> **Material supplied**:
= = = =

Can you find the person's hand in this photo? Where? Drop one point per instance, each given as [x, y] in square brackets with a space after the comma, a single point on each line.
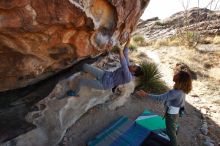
[141, 93]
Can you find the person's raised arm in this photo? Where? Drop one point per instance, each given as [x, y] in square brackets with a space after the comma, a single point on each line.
[126, 48]
[124, 64]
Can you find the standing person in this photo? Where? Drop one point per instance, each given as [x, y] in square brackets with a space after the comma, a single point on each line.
[174, 101]
[107, 79]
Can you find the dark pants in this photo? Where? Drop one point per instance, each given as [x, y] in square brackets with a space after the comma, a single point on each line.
[171, 124]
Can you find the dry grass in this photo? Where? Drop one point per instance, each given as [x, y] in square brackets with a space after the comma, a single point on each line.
[216, 40]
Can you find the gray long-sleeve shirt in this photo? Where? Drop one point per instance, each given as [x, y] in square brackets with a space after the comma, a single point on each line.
[120, 76]
[175, 98]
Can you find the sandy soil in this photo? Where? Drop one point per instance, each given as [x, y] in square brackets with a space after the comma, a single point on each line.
[203, 103]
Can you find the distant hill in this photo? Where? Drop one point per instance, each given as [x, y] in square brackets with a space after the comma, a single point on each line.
[203, 20]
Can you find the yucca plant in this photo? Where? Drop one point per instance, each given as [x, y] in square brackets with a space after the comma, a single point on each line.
[151, 79]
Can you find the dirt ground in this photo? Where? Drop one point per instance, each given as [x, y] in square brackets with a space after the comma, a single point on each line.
[203, 103]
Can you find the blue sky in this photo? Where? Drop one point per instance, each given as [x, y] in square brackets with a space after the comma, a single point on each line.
[165, 8]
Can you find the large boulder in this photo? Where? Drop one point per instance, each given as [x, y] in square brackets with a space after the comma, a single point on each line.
[41, 37]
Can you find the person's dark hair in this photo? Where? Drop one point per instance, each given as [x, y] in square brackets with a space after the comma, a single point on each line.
[138, 72]
[183, 81]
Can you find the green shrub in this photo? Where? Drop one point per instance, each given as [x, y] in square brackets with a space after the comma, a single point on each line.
[151, 80]
[189, 39]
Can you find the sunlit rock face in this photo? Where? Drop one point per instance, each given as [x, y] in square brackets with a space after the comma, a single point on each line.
[57, 112]
[41, 37]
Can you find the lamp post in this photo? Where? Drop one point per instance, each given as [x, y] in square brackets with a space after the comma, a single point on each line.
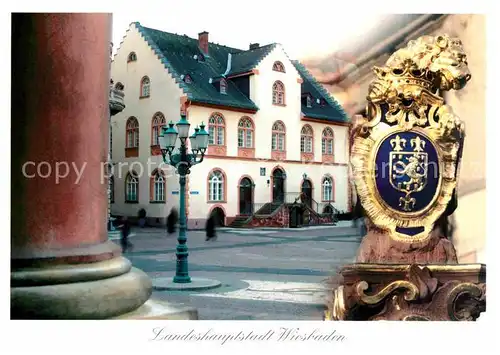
[182, 161]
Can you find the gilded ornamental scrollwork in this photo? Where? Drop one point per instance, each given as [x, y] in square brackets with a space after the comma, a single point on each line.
[405, 161]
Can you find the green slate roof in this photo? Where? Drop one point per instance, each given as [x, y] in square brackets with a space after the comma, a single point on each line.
[332, 111]
[245, 61]
[176, 52]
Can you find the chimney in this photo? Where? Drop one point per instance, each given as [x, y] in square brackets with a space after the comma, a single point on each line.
[203, 41]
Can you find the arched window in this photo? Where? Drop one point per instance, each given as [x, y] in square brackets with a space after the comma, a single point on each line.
[216, 128]
[278, 66]
[308, 101]
[158, 186]
[306, 139]
[245, 133]
[132, 139]
[327, 141]
[327, 187]
[216, 186]
[278, 93]
[132, 57]
[278, 141]
[157, 123]
[145, 87]
[132, 187]
[111, 189]
[223, 86]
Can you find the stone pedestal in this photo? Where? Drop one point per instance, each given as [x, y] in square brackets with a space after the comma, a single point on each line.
[62, 265]
[409, 292]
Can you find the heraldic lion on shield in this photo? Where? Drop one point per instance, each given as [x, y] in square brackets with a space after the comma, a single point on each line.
[406, 154]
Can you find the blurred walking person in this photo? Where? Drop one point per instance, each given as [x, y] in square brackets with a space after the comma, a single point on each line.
[210, 228]
[125, 233]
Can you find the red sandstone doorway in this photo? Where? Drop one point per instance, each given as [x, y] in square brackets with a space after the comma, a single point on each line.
[246, 197]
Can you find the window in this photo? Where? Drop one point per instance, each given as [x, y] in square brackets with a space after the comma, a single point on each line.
[111, 189]
[216, 186]
[145, 87]
[278, 93]
[327, 141]
[156, 125]
[327, 189]
[216, 129]
[278, 66]
[158, 194]
[245, 133]
[278, 141]
[132, 139]
[132, 57]
[306, 139]
[110, 142]
[223, 86]
[132, 188]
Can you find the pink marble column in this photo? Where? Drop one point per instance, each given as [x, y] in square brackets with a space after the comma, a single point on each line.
[60, 136]
[63, 266]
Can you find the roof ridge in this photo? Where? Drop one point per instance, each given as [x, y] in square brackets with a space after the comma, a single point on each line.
[186, 36]
[329, 97]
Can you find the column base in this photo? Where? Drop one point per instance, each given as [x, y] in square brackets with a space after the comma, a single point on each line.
[96, 290]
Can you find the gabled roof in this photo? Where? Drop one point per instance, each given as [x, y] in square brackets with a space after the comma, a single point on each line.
[332, 111]
[176, 52]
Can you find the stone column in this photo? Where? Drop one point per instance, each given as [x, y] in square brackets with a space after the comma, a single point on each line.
[63, 265]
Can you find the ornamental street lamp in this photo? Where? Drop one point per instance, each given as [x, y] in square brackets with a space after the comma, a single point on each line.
[182, 161]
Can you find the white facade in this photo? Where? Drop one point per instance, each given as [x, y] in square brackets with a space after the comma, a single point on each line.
[166, 96]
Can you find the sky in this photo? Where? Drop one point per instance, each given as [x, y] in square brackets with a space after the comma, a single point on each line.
[303, 31]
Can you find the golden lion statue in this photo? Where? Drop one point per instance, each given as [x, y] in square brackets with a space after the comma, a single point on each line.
[406, 92]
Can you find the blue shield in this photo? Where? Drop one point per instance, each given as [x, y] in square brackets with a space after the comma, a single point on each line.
[408, 173]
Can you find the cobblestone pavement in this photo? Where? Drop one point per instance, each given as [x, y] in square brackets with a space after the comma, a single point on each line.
[265, 274]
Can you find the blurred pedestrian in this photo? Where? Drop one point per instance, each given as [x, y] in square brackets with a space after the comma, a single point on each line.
[172, 220]
[125, 232]
[210, 228]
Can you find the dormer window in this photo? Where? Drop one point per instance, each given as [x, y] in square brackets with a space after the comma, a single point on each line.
[199, 57]
[223, 87]
[132, 57]
[308, 101]
[278, 66]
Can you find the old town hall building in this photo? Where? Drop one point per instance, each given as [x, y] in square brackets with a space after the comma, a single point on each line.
[274, 131]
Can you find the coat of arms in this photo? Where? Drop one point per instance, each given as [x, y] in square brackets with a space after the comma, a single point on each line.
[408, 170]
[406, 153]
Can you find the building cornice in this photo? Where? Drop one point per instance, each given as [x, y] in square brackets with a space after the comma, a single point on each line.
[325, 121]
[221, 107]
[225, 157]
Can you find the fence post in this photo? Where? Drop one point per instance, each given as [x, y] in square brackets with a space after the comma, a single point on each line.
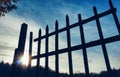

= = = =

> **Short exercise**: Find every line in the entries above that contains the word "marble" and copy each one in full. Case counts.

> **Answer to this problem**:
Can you find the pink marble column in this photo? Where? Drop one point per instance, each given as [x, y] in square brackets with a space after the comma, a single point on each line.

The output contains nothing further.